- WORK INSTRUCTION
Within the data that follows, set down exactly the lines from the one containing "point_to annotates the dog's ear" through the one containing "Target: dog's nose", both ends included.

━━━ ENTRIES SUPPLIED ━━━

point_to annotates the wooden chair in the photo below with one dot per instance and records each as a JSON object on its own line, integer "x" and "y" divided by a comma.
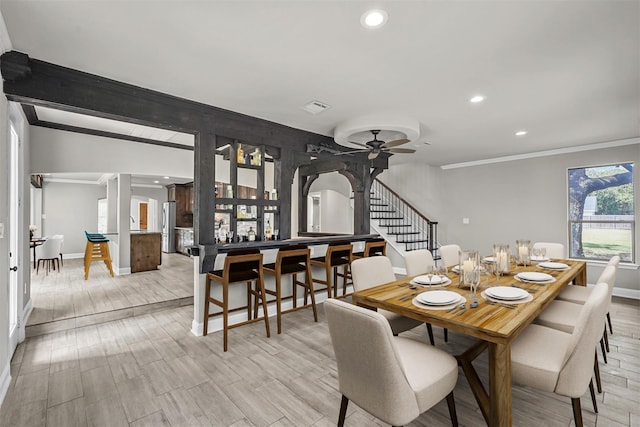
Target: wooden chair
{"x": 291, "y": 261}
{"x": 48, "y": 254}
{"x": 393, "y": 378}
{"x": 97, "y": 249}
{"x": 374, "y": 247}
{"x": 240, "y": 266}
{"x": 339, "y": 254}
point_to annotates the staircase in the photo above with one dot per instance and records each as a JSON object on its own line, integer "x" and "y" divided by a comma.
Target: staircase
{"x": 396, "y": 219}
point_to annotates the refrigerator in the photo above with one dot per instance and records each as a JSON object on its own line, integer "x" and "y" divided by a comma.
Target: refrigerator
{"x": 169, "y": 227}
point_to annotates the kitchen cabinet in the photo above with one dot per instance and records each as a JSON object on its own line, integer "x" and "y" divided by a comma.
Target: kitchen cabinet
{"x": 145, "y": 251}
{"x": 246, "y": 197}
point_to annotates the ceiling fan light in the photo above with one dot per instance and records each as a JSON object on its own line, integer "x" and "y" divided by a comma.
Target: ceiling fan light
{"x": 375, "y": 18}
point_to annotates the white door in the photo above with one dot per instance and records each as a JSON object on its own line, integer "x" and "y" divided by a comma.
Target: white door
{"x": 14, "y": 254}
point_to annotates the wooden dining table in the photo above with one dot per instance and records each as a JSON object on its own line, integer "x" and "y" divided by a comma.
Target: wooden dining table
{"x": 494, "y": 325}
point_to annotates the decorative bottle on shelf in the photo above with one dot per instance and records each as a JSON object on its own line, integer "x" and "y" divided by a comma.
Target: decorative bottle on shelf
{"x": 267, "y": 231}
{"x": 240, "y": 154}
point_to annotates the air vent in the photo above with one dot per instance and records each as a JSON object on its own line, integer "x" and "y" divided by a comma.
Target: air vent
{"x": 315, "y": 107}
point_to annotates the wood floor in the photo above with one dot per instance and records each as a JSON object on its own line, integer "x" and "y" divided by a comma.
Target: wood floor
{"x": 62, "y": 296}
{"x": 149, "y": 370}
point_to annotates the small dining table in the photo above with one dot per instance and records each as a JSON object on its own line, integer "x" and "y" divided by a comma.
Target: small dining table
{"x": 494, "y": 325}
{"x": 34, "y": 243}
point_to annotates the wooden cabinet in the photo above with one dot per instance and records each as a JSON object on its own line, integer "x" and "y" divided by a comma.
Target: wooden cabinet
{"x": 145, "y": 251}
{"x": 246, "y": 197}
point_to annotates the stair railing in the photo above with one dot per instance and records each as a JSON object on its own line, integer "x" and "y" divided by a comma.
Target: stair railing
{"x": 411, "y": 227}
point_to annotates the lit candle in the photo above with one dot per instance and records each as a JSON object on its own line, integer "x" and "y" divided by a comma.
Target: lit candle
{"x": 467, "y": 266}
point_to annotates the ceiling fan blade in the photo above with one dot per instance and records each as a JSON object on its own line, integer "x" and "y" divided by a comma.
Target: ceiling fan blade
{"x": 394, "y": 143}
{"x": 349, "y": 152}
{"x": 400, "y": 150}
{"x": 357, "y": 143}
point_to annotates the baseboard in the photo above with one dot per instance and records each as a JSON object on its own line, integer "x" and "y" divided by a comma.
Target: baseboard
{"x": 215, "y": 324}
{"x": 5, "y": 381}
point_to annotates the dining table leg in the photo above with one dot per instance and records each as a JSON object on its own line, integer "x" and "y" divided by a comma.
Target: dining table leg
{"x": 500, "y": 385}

━━━
━━━ ENTRIES SUPPLIED ━━━

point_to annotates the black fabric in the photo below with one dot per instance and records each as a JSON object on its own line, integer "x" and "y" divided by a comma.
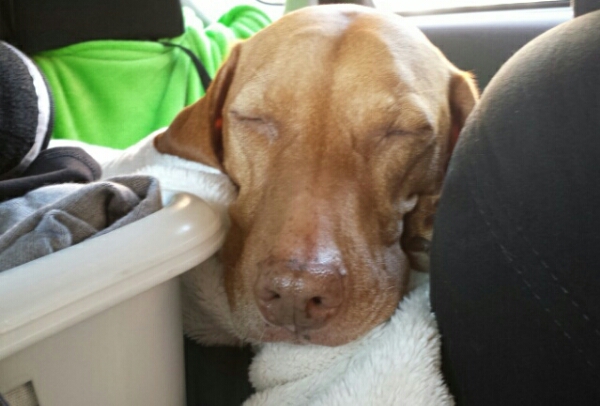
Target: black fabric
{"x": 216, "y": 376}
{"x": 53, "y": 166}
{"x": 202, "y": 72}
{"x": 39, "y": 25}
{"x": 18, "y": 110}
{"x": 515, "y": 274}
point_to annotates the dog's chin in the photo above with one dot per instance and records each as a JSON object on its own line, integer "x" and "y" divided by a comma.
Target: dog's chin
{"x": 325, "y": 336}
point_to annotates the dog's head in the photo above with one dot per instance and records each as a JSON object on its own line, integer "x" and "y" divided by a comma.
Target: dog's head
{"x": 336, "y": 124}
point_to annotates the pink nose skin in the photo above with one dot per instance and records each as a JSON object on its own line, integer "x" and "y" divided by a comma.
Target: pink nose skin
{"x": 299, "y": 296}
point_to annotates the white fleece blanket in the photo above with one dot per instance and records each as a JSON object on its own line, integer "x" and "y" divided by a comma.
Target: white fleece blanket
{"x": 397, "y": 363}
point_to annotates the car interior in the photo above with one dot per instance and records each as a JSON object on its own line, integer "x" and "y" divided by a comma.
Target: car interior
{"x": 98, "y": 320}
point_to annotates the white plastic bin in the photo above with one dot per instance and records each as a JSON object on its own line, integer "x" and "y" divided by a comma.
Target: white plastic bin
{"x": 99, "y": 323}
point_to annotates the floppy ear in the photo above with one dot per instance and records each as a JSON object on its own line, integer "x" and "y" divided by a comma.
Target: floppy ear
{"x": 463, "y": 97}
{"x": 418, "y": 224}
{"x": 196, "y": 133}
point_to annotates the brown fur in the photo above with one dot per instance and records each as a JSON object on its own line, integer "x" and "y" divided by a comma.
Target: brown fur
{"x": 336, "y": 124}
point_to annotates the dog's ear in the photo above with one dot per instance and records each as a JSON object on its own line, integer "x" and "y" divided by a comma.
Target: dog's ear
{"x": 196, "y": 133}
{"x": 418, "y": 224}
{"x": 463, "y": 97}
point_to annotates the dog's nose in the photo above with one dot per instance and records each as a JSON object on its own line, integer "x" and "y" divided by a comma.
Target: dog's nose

━━━

- EXERCISE RESULT
point_to annotates the dog's ear in the photo above with one dot per instance and records each as a JSON object on its own line, integer "x" and "y" divided by a comma.
Target: dog's ear
{"x": 196, "y": 133}
{"x": 418, "y": 224}
{"x": 463, "y": 97}
point_to annotates the dog's nose in the photo above with one dot per instance and records each as a JSON object on its own line, integer "x" and "y" divided by a comma.
Target: dog's nose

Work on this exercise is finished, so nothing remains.